(The data)

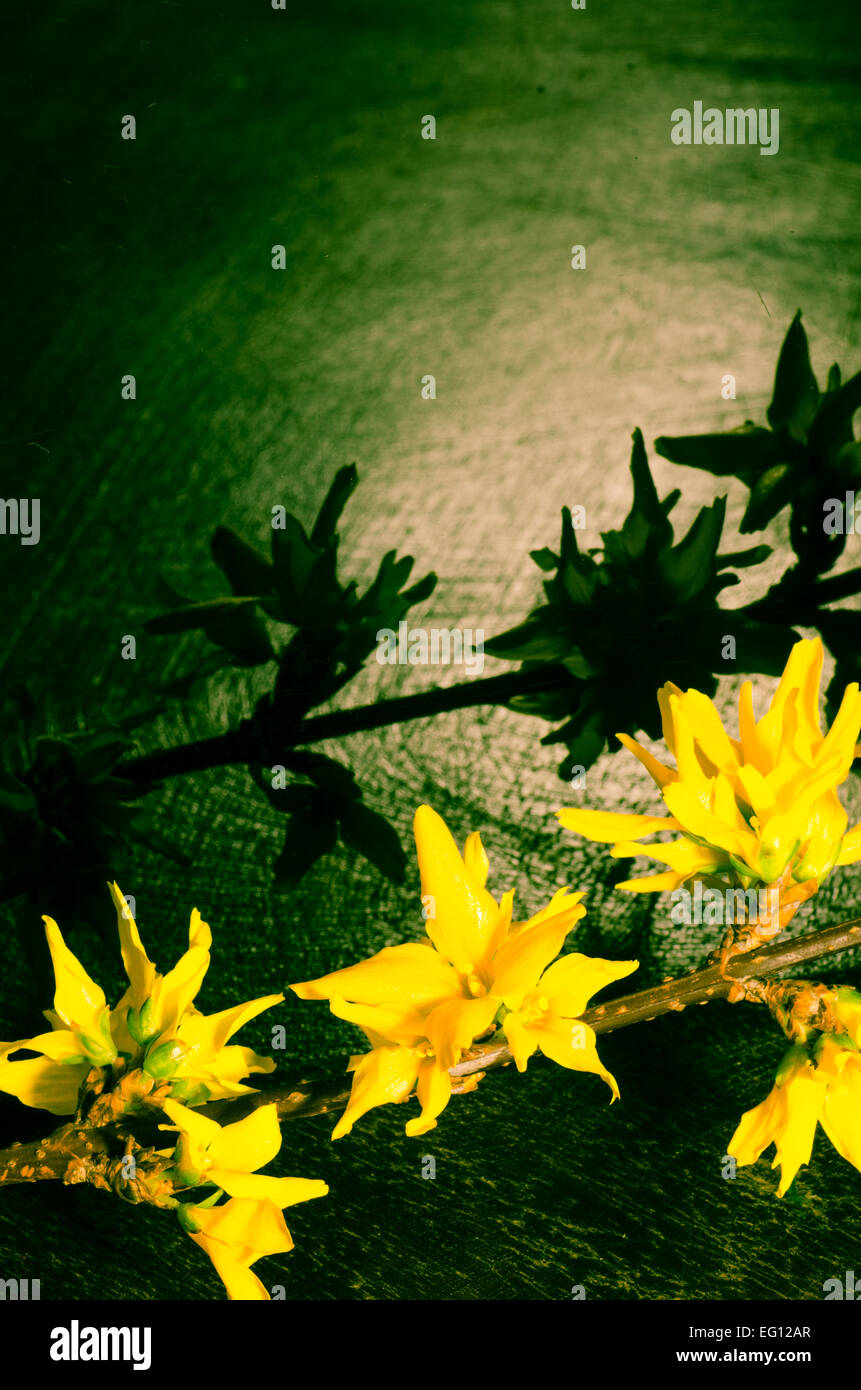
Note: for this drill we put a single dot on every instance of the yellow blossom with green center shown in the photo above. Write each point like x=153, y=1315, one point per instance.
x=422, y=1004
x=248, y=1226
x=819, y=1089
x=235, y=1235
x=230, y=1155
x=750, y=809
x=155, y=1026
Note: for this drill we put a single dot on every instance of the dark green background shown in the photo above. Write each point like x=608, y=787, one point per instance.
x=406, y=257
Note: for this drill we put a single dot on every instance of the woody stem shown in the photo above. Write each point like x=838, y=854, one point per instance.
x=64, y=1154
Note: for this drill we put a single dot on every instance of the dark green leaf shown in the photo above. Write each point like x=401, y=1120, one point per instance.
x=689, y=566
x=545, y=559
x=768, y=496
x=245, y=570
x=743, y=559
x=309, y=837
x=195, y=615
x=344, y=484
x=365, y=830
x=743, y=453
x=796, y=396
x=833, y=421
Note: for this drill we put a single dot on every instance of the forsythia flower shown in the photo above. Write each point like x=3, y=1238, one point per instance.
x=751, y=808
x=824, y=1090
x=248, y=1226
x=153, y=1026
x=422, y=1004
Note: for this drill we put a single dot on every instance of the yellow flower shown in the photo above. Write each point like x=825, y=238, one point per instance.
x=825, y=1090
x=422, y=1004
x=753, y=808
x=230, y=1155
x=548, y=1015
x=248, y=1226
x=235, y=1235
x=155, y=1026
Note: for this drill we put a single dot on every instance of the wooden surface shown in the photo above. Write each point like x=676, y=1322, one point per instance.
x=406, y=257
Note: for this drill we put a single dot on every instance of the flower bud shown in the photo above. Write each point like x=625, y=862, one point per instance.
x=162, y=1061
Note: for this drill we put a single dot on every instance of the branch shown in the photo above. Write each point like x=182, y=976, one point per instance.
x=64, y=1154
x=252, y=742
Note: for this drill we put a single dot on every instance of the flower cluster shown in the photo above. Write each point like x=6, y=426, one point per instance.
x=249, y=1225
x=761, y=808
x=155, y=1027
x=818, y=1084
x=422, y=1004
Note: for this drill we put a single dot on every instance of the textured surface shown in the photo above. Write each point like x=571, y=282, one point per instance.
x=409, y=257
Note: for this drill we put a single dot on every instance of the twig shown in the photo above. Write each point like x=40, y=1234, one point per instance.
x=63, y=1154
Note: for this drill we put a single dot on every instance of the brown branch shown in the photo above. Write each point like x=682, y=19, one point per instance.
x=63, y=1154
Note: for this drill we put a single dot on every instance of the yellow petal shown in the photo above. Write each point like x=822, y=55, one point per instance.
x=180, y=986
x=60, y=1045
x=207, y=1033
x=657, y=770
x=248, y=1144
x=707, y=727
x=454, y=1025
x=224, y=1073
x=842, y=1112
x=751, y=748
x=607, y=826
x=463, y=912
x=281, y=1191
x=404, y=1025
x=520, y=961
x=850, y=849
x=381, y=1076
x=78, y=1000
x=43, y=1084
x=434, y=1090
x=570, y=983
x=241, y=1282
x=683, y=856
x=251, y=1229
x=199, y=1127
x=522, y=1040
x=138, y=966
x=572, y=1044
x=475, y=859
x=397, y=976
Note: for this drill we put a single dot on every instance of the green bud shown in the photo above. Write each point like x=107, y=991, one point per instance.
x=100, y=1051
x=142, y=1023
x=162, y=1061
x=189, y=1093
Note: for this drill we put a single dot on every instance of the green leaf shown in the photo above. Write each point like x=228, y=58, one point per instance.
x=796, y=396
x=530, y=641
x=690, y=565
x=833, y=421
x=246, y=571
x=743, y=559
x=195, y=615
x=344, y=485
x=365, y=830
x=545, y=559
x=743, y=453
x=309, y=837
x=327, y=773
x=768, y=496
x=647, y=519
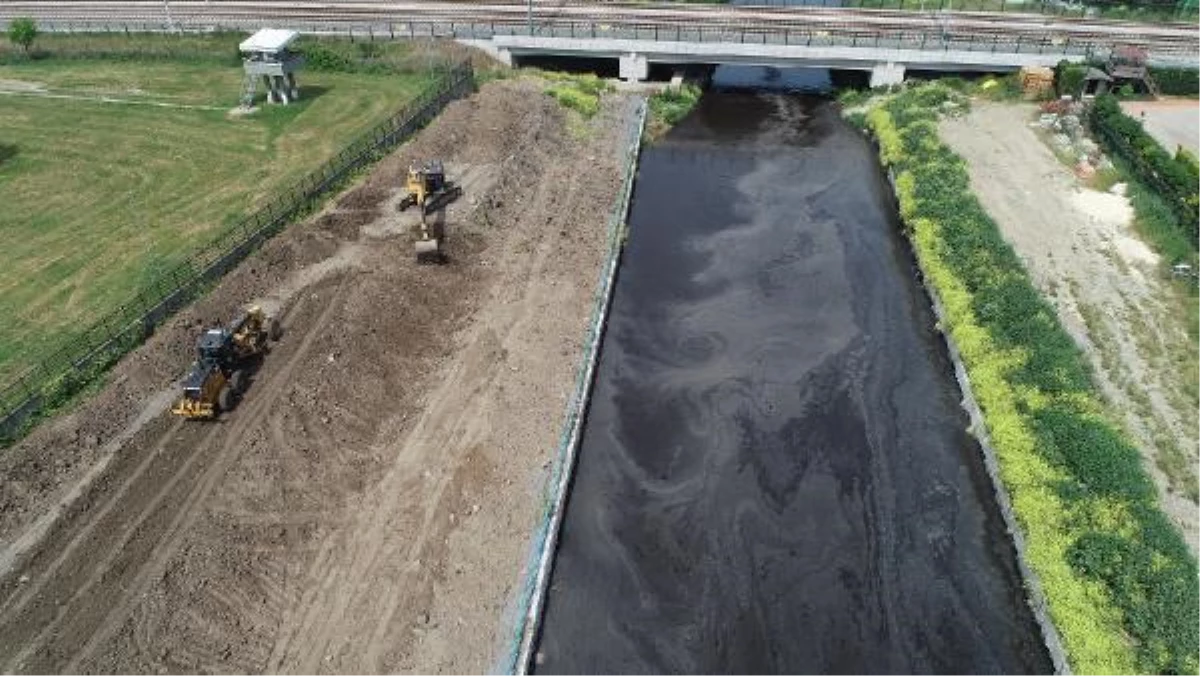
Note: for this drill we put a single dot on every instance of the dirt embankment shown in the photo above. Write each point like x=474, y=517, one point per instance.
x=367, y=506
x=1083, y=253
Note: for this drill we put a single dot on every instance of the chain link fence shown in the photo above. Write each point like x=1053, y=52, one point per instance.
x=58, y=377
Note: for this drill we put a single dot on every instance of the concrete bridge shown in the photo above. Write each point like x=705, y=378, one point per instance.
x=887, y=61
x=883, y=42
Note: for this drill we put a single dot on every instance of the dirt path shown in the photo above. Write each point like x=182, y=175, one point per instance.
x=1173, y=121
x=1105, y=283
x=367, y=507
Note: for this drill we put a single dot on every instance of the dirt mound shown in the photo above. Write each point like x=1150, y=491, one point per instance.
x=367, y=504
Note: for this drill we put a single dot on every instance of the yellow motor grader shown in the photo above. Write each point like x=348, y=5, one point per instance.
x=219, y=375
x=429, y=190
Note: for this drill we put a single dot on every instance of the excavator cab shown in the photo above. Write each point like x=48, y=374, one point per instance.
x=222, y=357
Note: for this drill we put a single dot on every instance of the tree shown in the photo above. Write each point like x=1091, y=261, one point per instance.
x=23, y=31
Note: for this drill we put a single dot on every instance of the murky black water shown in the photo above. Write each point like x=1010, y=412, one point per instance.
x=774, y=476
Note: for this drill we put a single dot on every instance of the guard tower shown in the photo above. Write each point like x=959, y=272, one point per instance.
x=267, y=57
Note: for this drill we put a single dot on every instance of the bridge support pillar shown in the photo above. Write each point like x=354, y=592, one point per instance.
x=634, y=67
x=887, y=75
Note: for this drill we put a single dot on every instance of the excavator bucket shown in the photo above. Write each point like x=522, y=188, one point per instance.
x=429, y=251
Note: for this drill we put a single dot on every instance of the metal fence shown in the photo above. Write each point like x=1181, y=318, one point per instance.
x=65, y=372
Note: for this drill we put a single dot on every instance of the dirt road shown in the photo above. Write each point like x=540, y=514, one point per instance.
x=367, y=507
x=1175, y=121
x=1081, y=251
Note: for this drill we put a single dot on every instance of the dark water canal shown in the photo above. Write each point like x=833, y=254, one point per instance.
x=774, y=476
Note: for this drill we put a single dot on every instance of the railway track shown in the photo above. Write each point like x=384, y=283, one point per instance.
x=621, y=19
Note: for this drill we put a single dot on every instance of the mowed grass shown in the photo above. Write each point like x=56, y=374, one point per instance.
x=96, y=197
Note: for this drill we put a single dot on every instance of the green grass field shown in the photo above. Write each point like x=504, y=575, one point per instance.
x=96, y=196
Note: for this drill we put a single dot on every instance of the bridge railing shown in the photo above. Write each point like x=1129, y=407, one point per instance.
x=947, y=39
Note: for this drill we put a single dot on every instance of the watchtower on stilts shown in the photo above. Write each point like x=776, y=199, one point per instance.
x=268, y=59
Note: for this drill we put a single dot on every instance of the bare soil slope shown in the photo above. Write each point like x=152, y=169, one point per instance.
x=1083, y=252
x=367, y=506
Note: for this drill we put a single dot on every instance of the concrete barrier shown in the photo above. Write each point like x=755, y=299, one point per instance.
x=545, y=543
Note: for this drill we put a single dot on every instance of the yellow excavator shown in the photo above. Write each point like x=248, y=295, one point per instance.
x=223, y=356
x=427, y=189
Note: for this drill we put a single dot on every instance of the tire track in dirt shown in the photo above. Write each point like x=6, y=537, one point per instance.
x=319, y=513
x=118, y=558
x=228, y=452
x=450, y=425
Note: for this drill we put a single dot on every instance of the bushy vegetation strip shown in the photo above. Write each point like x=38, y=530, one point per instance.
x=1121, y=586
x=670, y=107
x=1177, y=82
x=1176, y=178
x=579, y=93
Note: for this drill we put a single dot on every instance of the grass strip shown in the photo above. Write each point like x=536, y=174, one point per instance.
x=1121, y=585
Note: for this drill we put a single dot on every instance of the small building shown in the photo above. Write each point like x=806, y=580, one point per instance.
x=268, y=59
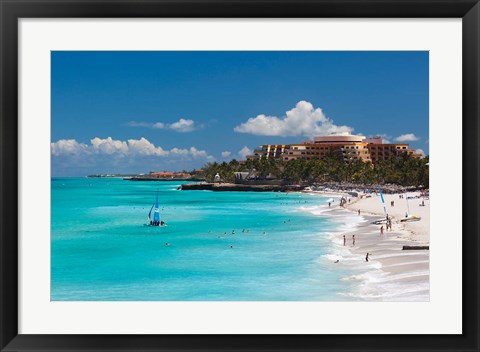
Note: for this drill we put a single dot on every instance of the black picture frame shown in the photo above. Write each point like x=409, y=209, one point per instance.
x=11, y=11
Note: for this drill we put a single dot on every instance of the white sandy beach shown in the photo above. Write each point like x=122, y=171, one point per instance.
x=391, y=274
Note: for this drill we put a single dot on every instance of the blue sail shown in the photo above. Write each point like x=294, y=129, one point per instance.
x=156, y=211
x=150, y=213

(End The data)

▶ _Exercise description_
Reproduce word for word the lines from the line with "y=580, one point per instance." to the end of the entries above, both included, but leave the pictures out.

▶ _Task output_
Note: for this drill we put a single dot on every instance of the small building shown in the photo above. Write each point like x=806, y=580, one point per instance.
x=268, y=59
Note: for this drill we put a single dot on every instance of the black picture frame shown in the photo above. Write each point like x=409, y=209, one point per instance.
x=11, y=11
Note: for this drill we put a single dot on every instance of the white sandy beach shown in the photo above. Write each point like x=122, y=171, one point per instance.
x=391, y=274
Note: for this drill we put a single dot on every instance of the blue sail shown in the photo above. Write each point like x=294, y=129, one point per instance.
x=156, y=211
x=150, y=213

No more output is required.